▶ Problems and tasks:
[1] List the things that, according to the post on writing dialog, readers rely on printed dialogue for clues about.
[2] In the post on writing dialog, who will likely use proper grammar?
[3] Reproduce verbatim the part of the post on writing dialog starting at "Dialogue is a" and ending at "the spoken word!".

▶ Supplied passage:

________

Sunday, August 16, 2009

Writing Dialog - L. Diane Wolfe

Dialogue is a vital element in most any story. The verbal interaction of the characters reveals much about each person – past events, feelings, beliefs, intentions, etc. Since we cannot hear the characters speaking, we rely on printed dialogue for clues regarding intelligence, education level, and physical location. As we can see, authors must convey a tremendous amount of information with the spoken word!

Since writing dialogue can be a struggle, here’s a few tips to keep our character exchanges fresh:

1- Remember that most people do not speak proper English. (Or any language.) What we were taught in school might transfer well onto paper, but we don’t always employ those rules in our speech. Proper grammar states “Turn on the light,” but most people tend to say, “Turn the light on,” instead. We overuse words. Our participles dangle. We use past and present tense in the same sentence – sometimes twice!

If our character is a college professor or a man of higher learning, he will likely use proper grammar. However, the average person will be more lax with his verbal skill. Realize that it’s all right to let some rules fall by the wayside when writing dialogue. We are trying to relate to our readers, not impress our English teachers. Allow dialogue to flow freely and naturally.

________

▶ Given information:
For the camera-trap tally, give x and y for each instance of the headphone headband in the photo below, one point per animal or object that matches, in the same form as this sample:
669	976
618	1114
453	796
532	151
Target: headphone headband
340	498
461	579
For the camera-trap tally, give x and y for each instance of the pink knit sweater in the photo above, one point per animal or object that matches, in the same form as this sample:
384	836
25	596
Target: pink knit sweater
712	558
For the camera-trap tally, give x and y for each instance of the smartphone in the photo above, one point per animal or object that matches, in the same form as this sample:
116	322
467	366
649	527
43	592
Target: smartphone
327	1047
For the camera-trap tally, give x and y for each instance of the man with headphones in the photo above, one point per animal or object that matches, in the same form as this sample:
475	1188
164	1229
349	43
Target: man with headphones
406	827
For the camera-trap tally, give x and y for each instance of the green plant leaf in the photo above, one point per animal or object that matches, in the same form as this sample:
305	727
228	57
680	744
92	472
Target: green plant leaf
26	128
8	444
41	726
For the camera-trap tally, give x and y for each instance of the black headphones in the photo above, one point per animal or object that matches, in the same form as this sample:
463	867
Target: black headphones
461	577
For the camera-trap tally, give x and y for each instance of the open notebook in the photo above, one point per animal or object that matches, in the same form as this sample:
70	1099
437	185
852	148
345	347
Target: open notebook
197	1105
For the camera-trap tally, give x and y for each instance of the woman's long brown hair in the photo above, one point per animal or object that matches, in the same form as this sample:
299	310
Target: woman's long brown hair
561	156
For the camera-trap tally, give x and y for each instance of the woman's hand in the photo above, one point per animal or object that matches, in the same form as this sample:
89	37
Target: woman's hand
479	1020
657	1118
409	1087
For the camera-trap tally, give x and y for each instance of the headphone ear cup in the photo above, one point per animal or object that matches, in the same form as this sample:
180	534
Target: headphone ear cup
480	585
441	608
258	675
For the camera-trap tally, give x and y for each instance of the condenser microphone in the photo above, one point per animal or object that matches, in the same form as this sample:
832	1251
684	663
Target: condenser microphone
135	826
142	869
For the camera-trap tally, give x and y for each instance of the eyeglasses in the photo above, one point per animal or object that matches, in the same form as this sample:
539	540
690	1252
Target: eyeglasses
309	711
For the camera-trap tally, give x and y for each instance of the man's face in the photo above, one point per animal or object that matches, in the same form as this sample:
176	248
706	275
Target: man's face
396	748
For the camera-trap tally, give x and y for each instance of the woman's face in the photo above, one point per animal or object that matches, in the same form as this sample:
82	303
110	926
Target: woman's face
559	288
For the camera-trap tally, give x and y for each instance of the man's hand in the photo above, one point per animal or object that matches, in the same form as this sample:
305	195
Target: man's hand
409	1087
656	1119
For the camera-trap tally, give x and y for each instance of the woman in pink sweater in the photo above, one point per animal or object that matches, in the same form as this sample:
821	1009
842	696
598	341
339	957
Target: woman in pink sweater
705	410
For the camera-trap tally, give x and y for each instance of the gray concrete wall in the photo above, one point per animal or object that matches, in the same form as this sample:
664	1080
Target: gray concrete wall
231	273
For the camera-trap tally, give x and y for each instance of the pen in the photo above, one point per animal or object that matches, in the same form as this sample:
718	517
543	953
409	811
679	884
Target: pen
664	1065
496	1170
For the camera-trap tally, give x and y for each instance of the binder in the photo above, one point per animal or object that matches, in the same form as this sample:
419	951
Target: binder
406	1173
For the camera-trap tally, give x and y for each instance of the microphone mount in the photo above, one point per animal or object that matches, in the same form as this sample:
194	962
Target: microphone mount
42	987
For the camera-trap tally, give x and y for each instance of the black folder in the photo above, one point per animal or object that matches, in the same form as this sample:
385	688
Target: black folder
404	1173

________

▶ Problem solutions:
[1]
- Intelligence
- Education level
- Physical location

[2] A college professor or a man of higher learning.

[3]
Dialogue is a vital element in most any story. The verbal interaction of the characters reveals much about each person – past events, feelings, beliefs, intentions, etc. Since we cannot hear the characters speaking, we rely on printed dialogue for clues regarding intelligence, education level, and physical location. As we can see, authors must convey a tremendous amount of information with the spoken word!